__TEXTO BASE__
+ + + + +

Governo Castro matou mais de 50 pessoas nas duas maiores chacinas do Rio

Operação do Bope, a tropa mais letal do RJ, e da PRF aconteceu na manhã desta terça (24) na Penha, zona norte da cidade do Rio, com 25 mortos até contagem desta quinta (25); há um ano, ação policial no Jacarezinho deixou 28 mortos

Gabriela Ferreira da Cunha, 41 anos, que foi baleada e morta durante tiroteio na entrada da Chatuba, ao lado da Vila Cruzeiro | Foto: Reprodução/TV Globo

Começando às 4h da manhã desta terça-feira (24/5), moradores do Complexo da Penha, na Vila Cruzeiro, na zona norte da capital fluminense, relataram barulhos de tiros. Até a manhã desta quarta-feira (25/5) seguiu a contagem de corpos de mais um massacre, segundo o Voz das Comunidades são 25 mortos e seis feridos após uma operação conjunta entre o Bope (Batalhão de Operações Especiais da Polícia Militar), a tropa mais letal do Rio de Janeiro, com a PRF (Polícia Rodoviária Federal).

+ + + + +

(Dados de anotação de localização de objetos)
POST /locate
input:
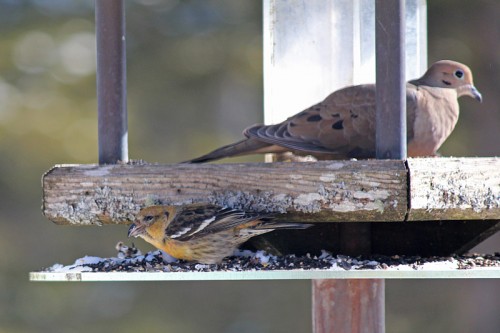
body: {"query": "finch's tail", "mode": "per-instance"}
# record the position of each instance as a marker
(243, 147)
(284, 225)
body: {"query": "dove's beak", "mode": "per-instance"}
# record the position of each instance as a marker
(135, 230)
(474, 93)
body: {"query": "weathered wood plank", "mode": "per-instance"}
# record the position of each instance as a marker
(333, 191)
(454, 188)
(316, 192)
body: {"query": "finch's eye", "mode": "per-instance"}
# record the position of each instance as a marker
(459, 74)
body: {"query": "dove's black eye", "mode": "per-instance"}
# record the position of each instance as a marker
(459, 73)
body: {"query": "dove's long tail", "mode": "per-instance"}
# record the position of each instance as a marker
(243, 147)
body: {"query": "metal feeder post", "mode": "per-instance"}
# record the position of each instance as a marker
(312, 48)
(111, 81)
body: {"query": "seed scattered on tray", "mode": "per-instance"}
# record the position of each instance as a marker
(130, 259)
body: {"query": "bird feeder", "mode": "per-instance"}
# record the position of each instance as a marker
(311, 48)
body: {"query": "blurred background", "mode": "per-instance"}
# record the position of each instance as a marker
(194, 82)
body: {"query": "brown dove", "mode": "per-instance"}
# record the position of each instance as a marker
(342, 126)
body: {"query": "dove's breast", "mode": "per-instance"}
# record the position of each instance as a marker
(435, 116)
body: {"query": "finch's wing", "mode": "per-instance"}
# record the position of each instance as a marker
(195, 221)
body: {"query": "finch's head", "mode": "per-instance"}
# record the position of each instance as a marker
(151, 222)
(454, 75)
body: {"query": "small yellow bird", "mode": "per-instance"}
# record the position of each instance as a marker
(202, 233)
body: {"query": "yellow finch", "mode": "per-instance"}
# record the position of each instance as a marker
(202, 233)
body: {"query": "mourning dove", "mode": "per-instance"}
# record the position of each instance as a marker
(343, 125)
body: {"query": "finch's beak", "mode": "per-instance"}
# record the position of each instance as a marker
(474, 93)
(135, 230)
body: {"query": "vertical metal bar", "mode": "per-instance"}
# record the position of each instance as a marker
(354, 306)
(111, 81)
(391, 89)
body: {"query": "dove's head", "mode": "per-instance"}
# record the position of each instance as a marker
(451, 74)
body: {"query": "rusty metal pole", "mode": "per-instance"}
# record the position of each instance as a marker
(111, 81)
(359, 305)
(348, 306)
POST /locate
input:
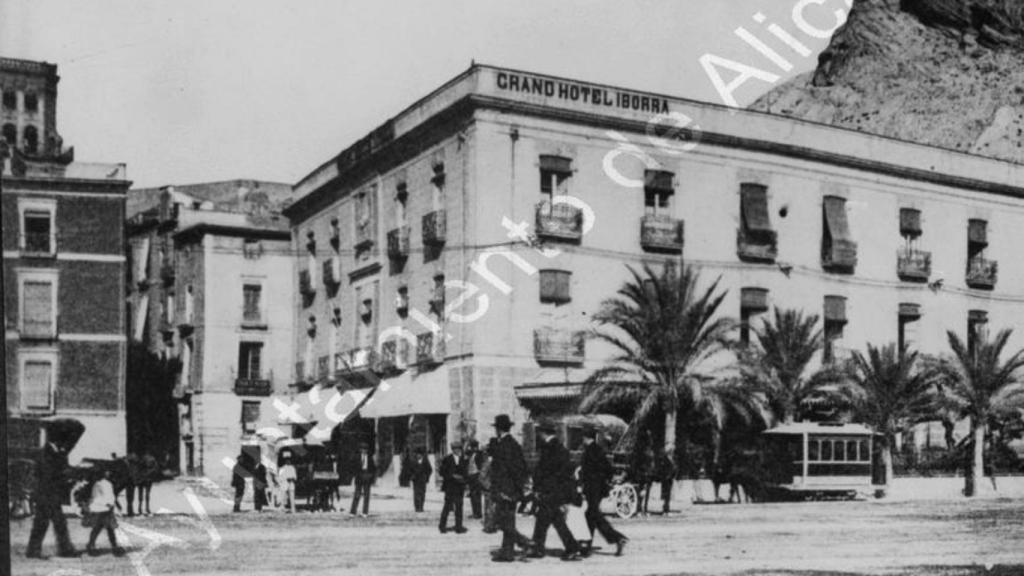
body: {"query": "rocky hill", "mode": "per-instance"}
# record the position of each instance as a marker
(947, 73)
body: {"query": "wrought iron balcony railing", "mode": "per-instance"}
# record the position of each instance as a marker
(913, 264)
(559, 221)
(559, 346)
(981, 273)
(662, 234)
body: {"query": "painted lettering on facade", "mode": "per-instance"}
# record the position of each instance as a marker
(583, 93)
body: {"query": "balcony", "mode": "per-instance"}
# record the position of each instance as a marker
(981, 274)
(397, 243)
(434, 228)
(757, 247)
(662, 234)
(429, 348)
(253, 386)
(559, 346)
(394, 356)
(841, 256)
(332, 272)
(913, 264)
(559, 221)
(306, 283)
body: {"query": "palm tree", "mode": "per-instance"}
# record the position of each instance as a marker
(891, 392)
(666, 335)
(982, 386)
(777, 366)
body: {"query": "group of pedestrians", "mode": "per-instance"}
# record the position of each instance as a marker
(555, 490)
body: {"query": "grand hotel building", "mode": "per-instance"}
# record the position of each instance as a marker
(480, 229)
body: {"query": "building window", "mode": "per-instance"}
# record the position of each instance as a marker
(252, 248)
(555, 174)
(835, 323)
(252, 302)
(839, 251)
(555, 286)
(657, 192)
(38, 234)
(250, 415)
(39, 299)
(250, 355)
(10, 134)
(909, 315)
(31, 144)
(38, 374)
(977, 321)
(437, 296)
(753, 302)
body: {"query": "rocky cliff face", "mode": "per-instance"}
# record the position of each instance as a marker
(947, 73)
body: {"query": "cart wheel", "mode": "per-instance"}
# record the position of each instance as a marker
(626, 499)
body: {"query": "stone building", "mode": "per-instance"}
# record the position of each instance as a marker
(211, 273)
(460, 248)
(62, 268)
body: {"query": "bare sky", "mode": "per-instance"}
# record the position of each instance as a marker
(200, 90)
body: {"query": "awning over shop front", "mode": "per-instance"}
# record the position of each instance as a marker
(425, 394)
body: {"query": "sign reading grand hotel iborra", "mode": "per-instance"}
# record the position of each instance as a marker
(582, 93)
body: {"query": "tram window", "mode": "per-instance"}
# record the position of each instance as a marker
(840, 450)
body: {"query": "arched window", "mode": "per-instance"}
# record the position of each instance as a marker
(10, 134)
(31, 139)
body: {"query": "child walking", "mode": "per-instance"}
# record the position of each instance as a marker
(101, 504)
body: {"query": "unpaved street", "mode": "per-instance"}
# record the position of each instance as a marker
(947, 538)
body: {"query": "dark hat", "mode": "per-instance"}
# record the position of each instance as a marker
(546, 426)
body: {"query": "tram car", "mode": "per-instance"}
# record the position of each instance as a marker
(812, 460)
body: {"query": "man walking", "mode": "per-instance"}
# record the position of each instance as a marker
(508, 477)
(554, 487)
(50, 487)
(454, 485)
(419, 474)
(476, 459)
(365, 475)
(595, 476)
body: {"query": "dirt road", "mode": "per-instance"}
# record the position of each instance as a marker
(947, 538)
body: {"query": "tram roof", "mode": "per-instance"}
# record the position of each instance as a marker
(818, 427)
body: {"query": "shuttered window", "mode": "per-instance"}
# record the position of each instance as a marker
(754, 200)
(37, 382)
(555, 286)
(836, 221)
(37, 311)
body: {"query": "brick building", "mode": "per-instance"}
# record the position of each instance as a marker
(419, 261)
(64, 265)
(208, 263)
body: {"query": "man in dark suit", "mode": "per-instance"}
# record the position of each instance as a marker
(418, 470)
(51, 485)
(366, 474)
(554, 487)
(508, 478)
(453, 471)
(595, 476)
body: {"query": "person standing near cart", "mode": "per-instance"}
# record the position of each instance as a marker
(366, 472)
(50, 488)
(595, 476)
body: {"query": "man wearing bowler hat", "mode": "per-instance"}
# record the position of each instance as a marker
(508, 474)
(555, 489)
(595, 475)
(454, 471)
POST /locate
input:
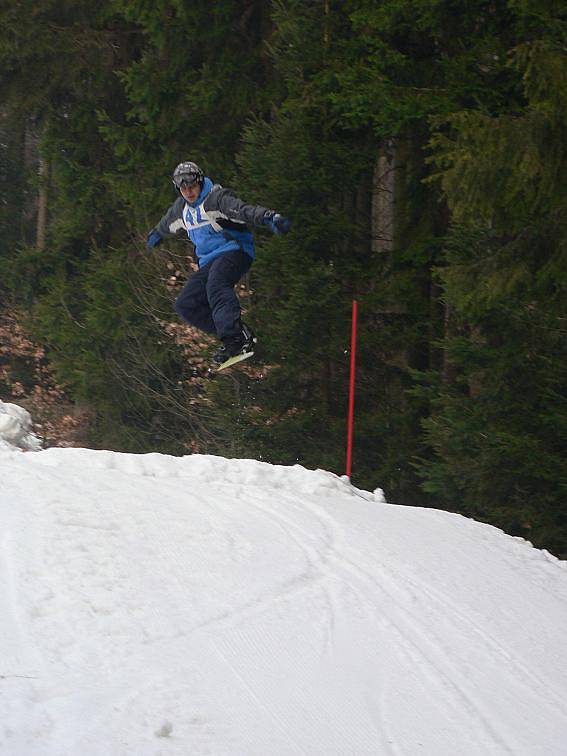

+ + + + +

__ATIVIDADES PROPOSTAS__
#1 Segundo a notícia, a que horas os moradores do Complexo da Penha começaram a relatar barulhos de tiros?
#2 Transcreva da notícia, sem alterações, o trecho que vai de "Começando às 4h" até "(Polícia Rodoviária Federal).".

__RESPOSTAS CORRETAS__
#1 Às 4h da manhã da terça-feira (24/5).

#2
Começando às 4h da manhã desta terça-feira (24/5), moradores do Complexo da Penha, na Vila Cruzeiro, na zona norte da capital fluminense, relataram barulhos de tiros. Até a manhã desta quarta-feira (25/5) seguiu a contagem de corpos de mais um massacre, segundo o Voz das Comunidades são 25 mortos e seis feridos após uma operação conjunta entre o Bope (Batalhão de Operações Especiais da Polícia Militar), a tropa mais letal do Rio de Janeiro, com a PRF (Polícia Rodoviária Federal).